Consigna 1: Reescriba los registros desde la línea que contiene "You are given a photograph. For the river water" hasta el final de los registros, ambos extremos incluidos, cambiando "hazy sky" por "overcast sky" y dejando todo lo demás intacto.
Consigna 2: Prosiga la crónica sobre la cocina poblana a partir de su última oración.

Pasaje citado:
Nopales, rábanos y poesía




El Rincón de Zalacaín


Jesús Manuel Hernández





Ni duda cabe, la ciudad de Puebla conserva un clima extraordinario, las estaciones del año poca diferencia tienen y eso le da los angelopolitanos una posibilidad de alimentación equilibrada. La carencia de climas extremos no obliga a mantener dietas abundantes en grasas; igualmente el Verano es apenas una prolongación de la Primavera, no como en Europa, y los alimentos frescos, asados o al vapor son sin duda privilegiados.





Zalacaín acostumbraba en el pasado un descanso en su alimentación después de diciembre, las cenas de fin de año, los brindis, los excesos -pensaba- obligaban a su cuerpo a bajar el ritmo a darle reposo y aumentar la ingesta de verduras.










Por eso regresar a Puebla después de su estancia en Madrid le compensaba mucho en cuanto a la comida ligera, pero siempre dejaba un hueco en el estómago para "llegarle" decía él a los guisos contemporáneos de la ciudad barroca no sólo en su arquitectura también en la complejidad de elaboración de los antiguos guisos caseros producto de la inmensa conciliación de productos, recetas, técnicas, aromas, sabores de los pueblos mesoamericanos y la mezcla llegada del Viejo Continente no menos influenciado por una pléyade de sincretismos desde la raíces ibéricas hasta la influencia romana, etrusca, árabe, africana, entre otras.





El calor sin duda provoca necesidad de líquidos, los poblanos de antes bebían una infinidad de aguas hoy llamadas frescas, derivadas de las frutas de temporada. Con la llegada del Melón en el siglo XVIII a la zona de Izúcar de Matamoros también apareció la adaptación de la "Horchata poblana" hecha precisamente de la pepita, semilla, del melón.





Lugar especial ocupó en las mesas angelopolitanas el concepto de "ensalada" no siempre definido así, a veces confundido con el "escabeche".





Y había tendencias, algunas derivadas de la tradición de la Corona llegada en forma de recetas conventuales con influencia europea como la llamada Ensalada de Noche Buena, usada en las comidas y cenas decembrinas.





En las ensaladas poblanas intervenía lo mismo la col y el chile, las cebollas, los ejotes, la coliflor, las lechugas con sus diversos apellidos, calabacitas, zanahorias, papas, nabo, rábanos, pepinos, borraja, verdolagas, espinacas crudas o cocidas y una variedad de frutas como el perón, la manzana, las moras o el membrillo, por citar algunos productos de la enorme lista registrada en los recetarios de principios del siglo XVIII en la Ciudad de los Ángeles.





Una hermana de su abuela tenía la más amplia reputación en preparar gelatinas, salsas y ensaladas con un toque muy especial. Aquella tía abuela usaba productos frescos, de temporada, y lo mismo mezclaba hortalizas y frutas de nuevo asentamiento en México o los productos mesoamericanos.

[Filas de un conjunto de datos de señalamiento]
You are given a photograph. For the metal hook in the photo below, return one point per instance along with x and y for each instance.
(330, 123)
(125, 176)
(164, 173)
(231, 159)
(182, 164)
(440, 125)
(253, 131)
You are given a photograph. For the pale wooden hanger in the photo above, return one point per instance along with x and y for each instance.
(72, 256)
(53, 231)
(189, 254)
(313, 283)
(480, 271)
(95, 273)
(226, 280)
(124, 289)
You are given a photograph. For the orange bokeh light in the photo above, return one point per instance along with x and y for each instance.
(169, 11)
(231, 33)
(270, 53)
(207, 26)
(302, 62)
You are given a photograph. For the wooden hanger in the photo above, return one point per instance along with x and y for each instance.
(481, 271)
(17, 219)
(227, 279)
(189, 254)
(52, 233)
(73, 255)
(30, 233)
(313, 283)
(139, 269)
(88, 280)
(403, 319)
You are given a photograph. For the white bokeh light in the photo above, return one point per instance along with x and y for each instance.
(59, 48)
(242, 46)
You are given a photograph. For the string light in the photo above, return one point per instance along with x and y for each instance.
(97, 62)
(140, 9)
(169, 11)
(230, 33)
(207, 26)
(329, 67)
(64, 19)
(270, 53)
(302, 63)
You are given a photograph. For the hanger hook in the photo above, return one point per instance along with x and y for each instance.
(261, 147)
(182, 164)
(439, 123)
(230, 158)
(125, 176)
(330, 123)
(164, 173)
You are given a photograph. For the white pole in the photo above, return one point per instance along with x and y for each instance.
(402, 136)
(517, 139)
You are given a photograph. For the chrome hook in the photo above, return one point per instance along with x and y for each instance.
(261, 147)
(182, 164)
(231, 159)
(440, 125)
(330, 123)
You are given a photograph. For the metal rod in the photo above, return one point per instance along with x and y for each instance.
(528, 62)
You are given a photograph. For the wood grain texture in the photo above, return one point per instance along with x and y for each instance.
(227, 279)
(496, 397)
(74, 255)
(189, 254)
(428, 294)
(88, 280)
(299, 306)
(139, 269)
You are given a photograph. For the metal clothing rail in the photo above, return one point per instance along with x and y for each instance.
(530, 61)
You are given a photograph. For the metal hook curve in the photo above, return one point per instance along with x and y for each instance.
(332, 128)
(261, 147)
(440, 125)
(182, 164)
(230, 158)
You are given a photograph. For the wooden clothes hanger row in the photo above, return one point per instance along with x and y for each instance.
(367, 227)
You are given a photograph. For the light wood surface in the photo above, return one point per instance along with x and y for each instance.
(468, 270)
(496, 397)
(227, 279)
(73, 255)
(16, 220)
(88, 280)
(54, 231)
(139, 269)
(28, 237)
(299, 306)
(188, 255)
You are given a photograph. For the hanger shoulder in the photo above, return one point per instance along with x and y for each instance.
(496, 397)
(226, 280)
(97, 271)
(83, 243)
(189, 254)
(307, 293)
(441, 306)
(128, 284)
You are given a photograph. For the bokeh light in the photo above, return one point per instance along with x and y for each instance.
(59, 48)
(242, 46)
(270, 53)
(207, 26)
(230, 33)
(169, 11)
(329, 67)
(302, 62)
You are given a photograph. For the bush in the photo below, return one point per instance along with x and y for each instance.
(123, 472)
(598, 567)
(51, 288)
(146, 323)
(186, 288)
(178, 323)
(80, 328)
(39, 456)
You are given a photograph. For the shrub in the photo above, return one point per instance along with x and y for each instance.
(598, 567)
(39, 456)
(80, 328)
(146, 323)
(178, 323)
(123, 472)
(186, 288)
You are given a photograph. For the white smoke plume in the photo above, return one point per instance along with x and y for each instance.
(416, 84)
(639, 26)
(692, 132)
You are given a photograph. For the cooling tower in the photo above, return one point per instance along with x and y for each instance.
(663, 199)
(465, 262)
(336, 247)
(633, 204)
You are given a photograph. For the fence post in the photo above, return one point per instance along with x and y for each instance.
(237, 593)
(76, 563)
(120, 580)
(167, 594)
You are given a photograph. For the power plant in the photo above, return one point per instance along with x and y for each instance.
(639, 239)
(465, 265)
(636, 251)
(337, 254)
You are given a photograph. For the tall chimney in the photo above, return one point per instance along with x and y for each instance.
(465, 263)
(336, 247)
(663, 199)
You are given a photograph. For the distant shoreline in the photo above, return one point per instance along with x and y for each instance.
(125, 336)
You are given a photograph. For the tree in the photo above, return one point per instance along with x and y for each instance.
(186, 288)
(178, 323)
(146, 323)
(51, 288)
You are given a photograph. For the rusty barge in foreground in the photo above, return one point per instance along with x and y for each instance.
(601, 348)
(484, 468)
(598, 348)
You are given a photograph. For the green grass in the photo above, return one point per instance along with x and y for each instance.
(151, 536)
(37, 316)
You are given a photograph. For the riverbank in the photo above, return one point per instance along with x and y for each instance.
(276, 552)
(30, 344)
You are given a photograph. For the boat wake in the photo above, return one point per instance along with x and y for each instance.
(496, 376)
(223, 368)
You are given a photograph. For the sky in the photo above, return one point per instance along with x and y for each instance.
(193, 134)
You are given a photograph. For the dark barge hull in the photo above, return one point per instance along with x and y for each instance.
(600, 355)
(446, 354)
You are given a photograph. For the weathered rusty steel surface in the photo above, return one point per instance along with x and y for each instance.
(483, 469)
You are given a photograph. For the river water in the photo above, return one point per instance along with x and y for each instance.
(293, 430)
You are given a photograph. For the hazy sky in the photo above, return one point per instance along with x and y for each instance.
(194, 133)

Respuesta redactada 1:
You are given a photograph. For the river water in the photo above, return one point per instance along with x and y for each instance.
(293, 430)
You are given a photograph. For the overcast sky in the photo above, return one point per instance along with x and y for each instance.
(194, 133)

Respuesta redactada 2:
Uno de los ingredientes más privilegiado por ella eran los rábanos. A su pobre entender los consideraba de origen mexicano, pues ya sus abuelos los consumían.





En realidad en Puebla el rábano tuvo una presencia importante a raíz de la llegada del comercio de China, la famosa Nao atracaba en las costas del Pacífico, Acapulco de hoy, y los productos pasaban por las aduanas de Puebla de los Ángeles, pagaban impuestos en las "garitas" de la ciudad, fuente de importantes ingresos económicos, costumbres y productos del Oriente.





Como es sabido, reflexionaba el aventurero Zalacaín, los rábanos son de China, en su mayoría, también de Japón y se clasificaban por su color, forma y temporada de cosecha, los había pequeños y redondos, largos puntiagudos, otros más cilíndricos, algunos rojos por fuera y blancos por dentro y hasta de colores más oscuros y por tanto más difíciles de digerir. Los rábanos también eran clasificados en el pasado por la estación del año de su colecta, los había de Primavera, Verano y Otoño.





La tía abuela no lo sabía, los escogía por su color, entre más rojos, mejor para ella, los pequeños en forma de esfera eran para adornar, decía ella, pues les faltaba sabor, los largos con punta, eran de sabor más fuerte, los lavaba muy bien, los cortaba y metía a remojar en agua con un poco de sal o unas dos o tres gotas de limón, para, decía, "desflemarlos" y evitar así la mala costumbre del "eructo" después de ingerirlos.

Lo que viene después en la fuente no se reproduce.